▸ **Work to be completed**: Copy the passage of the article on reviving the woolly mammoth word for word, starting at "Bioscience company to" and ending at "from the dead.".

▸ **Document excerpt**:
Start of Block

A commercial bioscience firm announces a plan in reviving the extinct woolly mammoth as one of its starting projects. Raising such animals from the state of extinction has been science fiction, but some scientists are convinced it can be done with current techniques like CRISPR gene technology.
Bioscience company to revive mammoth to bring back lost ecosystem
Last Monday, the Colossal bioscience firm announced its plans with their final goal is restocking the Arctic Tundra with the ancient elephants like in the previous Ice Age. The ambitious project is attempting the impossible, which is left to be seen if the method of gene splicing can do what it claims. Taking a species from extinction can be controversial, considering whether an extinct species should be raised from the dead.
Colossal will be working with George Church, geneticist and professor at Harvard Medical School, on their method called species de-extinction is more than resurrecting a non-existing animal gone several thousand years ago, reported Sciencealert. Another use of their model is to bring back damaged or lost ecosystems, including rolling back the effects of climate change.

End of Block

▸ **Supplied entries**:
Start of Block

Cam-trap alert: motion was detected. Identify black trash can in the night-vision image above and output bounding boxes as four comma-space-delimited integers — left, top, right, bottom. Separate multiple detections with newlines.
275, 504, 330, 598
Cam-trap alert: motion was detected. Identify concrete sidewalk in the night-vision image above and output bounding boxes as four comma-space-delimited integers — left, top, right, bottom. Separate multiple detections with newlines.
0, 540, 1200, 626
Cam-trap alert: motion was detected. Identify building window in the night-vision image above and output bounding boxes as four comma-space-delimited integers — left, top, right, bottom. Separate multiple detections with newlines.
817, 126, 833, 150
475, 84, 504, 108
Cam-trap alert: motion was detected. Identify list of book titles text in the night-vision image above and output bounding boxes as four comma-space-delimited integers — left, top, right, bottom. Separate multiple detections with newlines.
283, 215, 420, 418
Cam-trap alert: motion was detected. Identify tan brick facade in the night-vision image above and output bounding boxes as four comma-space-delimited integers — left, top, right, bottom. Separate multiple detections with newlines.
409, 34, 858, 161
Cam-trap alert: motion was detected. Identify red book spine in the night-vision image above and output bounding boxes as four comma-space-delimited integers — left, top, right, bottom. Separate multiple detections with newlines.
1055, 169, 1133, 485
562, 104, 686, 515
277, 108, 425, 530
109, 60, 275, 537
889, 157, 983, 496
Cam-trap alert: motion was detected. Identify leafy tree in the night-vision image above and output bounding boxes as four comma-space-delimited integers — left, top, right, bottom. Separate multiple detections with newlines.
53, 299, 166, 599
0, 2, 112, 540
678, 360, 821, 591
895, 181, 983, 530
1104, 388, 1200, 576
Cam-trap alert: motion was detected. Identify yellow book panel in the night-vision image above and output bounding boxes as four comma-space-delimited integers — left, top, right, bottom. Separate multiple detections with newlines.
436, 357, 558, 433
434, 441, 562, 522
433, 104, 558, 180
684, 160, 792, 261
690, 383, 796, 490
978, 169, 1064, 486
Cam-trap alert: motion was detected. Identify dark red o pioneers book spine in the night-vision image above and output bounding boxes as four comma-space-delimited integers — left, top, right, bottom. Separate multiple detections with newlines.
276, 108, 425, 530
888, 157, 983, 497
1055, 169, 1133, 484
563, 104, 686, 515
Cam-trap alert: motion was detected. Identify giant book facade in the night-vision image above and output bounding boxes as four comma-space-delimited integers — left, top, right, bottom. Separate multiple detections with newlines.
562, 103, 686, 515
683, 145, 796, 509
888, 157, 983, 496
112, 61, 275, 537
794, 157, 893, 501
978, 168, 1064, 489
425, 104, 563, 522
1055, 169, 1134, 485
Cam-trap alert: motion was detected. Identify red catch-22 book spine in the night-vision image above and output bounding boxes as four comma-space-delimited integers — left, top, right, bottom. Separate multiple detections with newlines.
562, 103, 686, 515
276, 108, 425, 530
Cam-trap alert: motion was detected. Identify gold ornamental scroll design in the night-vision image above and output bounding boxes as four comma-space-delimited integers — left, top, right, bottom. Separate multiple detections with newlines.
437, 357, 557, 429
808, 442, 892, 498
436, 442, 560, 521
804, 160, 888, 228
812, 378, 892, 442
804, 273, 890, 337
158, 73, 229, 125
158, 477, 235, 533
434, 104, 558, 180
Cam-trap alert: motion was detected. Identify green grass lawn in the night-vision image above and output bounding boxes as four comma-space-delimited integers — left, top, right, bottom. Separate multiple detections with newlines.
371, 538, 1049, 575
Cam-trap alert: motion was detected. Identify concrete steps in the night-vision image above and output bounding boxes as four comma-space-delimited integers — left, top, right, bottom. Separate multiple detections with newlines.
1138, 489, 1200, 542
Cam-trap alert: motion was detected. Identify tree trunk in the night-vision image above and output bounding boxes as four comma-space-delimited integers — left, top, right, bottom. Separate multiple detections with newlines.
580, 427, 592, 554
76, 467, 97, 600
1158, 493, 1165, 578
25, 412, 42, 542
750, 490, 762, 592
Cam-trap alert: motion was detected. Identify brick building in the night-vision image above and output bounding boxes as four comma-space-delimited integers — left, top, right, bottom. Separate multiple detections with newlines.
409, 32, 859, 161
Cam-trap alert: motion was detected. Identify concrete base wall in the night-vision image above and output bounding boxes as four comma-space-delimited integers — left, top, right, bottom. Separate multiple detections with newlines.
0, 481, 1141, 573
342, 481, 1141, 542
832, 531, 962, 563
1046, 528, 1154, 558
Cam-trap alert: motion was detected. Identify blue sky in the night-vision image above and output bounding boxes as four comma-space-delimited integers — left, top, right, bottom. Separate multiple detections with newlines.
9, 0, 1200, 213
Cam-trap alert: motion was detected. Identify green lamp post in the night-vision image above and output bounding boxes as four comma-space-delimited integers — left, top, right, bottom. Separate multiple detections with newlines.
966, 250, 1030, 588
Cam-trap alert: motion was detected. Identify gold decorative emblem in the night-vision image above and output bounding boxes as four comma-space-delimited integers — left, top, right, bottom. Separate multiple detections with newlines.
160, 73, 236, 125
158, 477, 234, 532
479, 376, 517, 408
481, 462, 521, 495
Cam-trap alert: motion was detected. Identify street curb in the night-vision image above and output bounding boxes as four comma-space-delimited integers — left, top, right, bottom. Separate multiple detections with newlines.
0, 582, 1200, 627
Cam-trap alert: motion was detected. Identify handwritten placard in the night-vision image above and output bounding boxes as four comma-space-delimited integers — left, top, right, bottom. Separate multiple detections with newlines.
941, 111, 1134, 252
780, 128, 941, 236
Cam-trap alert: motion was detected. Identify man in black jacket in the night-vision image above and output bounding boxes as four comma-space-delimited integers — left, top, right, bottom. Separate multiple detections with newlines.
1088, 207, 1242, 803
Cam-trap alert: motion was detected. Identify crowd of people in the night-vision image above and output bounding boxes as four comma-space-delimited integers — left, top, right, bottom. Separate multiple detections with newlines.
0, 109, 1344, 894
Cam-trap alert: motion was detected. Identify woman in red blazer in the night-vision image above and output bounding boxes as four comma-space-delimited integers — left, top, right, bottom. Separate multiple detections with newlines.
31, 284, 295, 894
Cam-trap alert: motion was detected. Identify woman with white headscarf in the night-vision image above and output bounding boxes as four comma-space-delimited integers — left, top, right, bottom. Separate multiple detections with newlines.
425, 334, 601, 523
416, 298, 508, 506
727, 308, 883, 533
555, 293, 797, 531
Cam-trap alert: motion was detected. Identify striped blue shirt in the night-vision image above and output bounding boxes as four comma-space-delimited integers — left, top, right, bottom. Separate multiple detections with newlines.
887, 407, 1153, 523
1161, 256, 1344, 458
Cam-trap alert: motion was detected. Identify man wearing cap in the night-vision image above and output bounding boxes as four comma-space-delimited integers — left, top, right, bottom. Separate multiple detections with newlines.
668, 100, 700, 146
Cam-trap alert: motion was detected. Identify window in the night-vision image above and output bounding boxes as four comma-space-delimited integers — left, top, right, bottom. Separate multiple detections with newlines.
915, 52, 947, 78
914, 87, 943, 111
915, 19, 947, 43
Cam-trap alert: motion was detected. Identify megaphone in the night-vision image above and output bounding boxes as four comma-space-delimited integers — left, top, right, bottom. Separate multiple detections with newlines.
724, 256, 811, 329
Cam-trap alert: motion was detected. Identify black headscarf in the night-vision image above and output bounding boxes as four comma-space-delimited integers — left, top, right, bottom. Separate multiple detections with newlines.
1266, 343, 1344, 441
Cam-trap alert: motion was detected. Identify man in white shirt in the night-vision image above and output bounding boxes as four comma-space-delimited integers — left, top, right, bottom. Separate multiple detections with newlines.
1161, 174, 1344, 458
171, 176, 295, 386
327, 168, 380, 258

End of Block

▸ **Result for this exercise**:
Bioscience company to revive mammoth to bring back lost ecosystem
Last Monday, the Colossal bioscience firm announced its plans with their final goal is restocking the Arctic Tundra with the ancient elephants like in the previous Ice Age. The ambitious project is attempting the impossible, which is left to be seen if the method of gene splicing can do what it claims. Taking a species from extinction can be controversial, considering whether an extinct species should be raised from the dead.